─── VORLIEGENDER TEXT ───

FMV-Adventures in den letzten Jahren sind eng mit einem englischen Studio in Verbindung: D'Avekki Studios. Nach 'The Infectious Madness of Doctor Dekker' folgte ‘The Shapeshifting Detective’. Letzteres etablierte den Ort August in England und das hiesige, etwas andere Radioprogramm: Radio August. Dort schließt 'Dark Nights with Poe and Munro' direkt an: Wir entscheiden in sechs Kurzgeschichten über die Schicksale der Moderatoren Ellis Munro und John Pope (Poe) sowie von den einzelnen Zuhörern. 'Dark Nights with Poe and Munro' verspricht übernatürliche Seltsamkeit und eine prickelnde Romanze der Protagonisten. Im Test erfährt Ihr, ob diese interaktive Mini-Serie funktioniert.
Poe und Munro. Das Comedy-Duo im übernatürlichen englischen Städtchen
Eine dunkle Nacht im englischen Städtchen August. Poe sieht geheimnisvoll in die Kamera und spricht ins Radiomikrofon: »Dark Nights with Poe …«. Scharfer Schnitt zu Munro, die in gleicher Pose hinzufügt: »… and Munro«. So beginnt die gleichnamige Radio-Show. Schnell wählen wir, ob wir mit einem Donnerschlag, einem Messer-Geräusch oder einer miauenden Katze den nächsten Teil ankündigen können – ein Soundboard fehlt bei den beiden natürlich nicht. Kurz im Zeitplan gespickt und schon kommt der erste Anrufer herein: Frankie. Er kennt Ellis und John. Er kennt sogar deren Vornamen, obwohl sie sie nie verwenden. Aber es kommt schlimmer: Er will Munro töten.
Jede Episode hat einen solchen Twist. Es geht einmal um einen Mörder, dann um Albträume oder um ein Gemälde, das sie gefangen hält. Jede Folge ist gespickt mit Humor und bewusstem Over-Acting. Jede Folge hat verschiedene Ausgänge und Möglichkeiten sie zu meistern. Insgesamt warten rund fünf Stunden Videomaterial auf uns, wobei schon der erste Spieldurchlauf drei bis vier Stunden dauerte.

─── VERFÜGBARES MATERIAL ───

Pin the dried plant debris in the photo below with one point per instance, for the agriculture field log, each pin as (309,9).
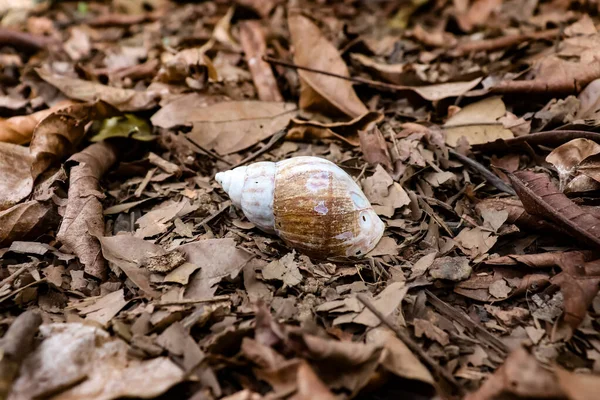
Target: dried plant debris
(126,271)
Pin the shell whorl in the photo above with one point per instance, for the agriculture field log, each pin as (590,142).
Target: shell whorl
(232,183)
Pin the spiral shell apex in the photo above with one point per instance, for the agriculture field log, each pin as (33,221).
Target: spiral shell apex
(311,203)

───

■ AUFGABENSTELLUNG:
A: Beantworte anhand des Textes über „Dark Nights with Poe and Munro“ die folgenden drei Fragen.
(i) Mit welchem englischen Studio sind FMV-Adventures der letzten Jahre eng verbunden?
(ii) Wie heißt der erste Anrufer in der Radio-Show?
(iii) Wie viel Videomaterial bietet das Spiel insgesamt?
B: Fasse den Absatz aus dem Text über „Dark Nights with Poe and Munro“, der mit „Jede Episode hat einen solchen Twist“ beginnt, als Stichpunktliste zusammen und behalte dabei seine wesentlichen Fakten bei.
C: Entscheide für jede Aussage, ob sie mit dem Text über „Dark Nights with Poe and Munro“ übereinstimmt, und antworte mit Ja oder Nein sowie den ausschlaggebenden Worten aus dem Text als wörtlichem Zitat.
(i) Das Spiel besteht aus sechs Kurzgeschichten.
(ii) Der erste Spieldurchlauf dauerte etwa fünf Stunden.
(iii) Die Moderatoren verwenden ihre Vornamen regelmäßig.

■ LÖSUNGEN:
A:
(i) D'Avekki Studios
(ii) Frankie
(iii) Rund fünf Stunden

B:
- Jede Episode enthält einen Twist, etwa einen Mörder, Albträume oder ein Gemälde, das die Moderatoren gefangen hält.
- Jede Folge steckt voller Humor und bewusstem Over-Acting.
- Jede Folge bietet verschiedene Ausgänge und Wege, sie zu meistern.
- Insgesamt gibt es rund fünf Stunden Videomaterial.
- Der erste Spieldurchlauf dauerte drei bis vier Stunden.

C:
(i) Ja: „Wir entscheiden in sechs Kurzgeschichten über die Schicksale der Moderatoren“
(ii) Nein: „wobei schon der erste Spieldurchlauf drei bis vier Stunden dauerte“
(iii) Nein: „Er kennt sogar deren Vornamen, obwohl sie sie nie verwenden.“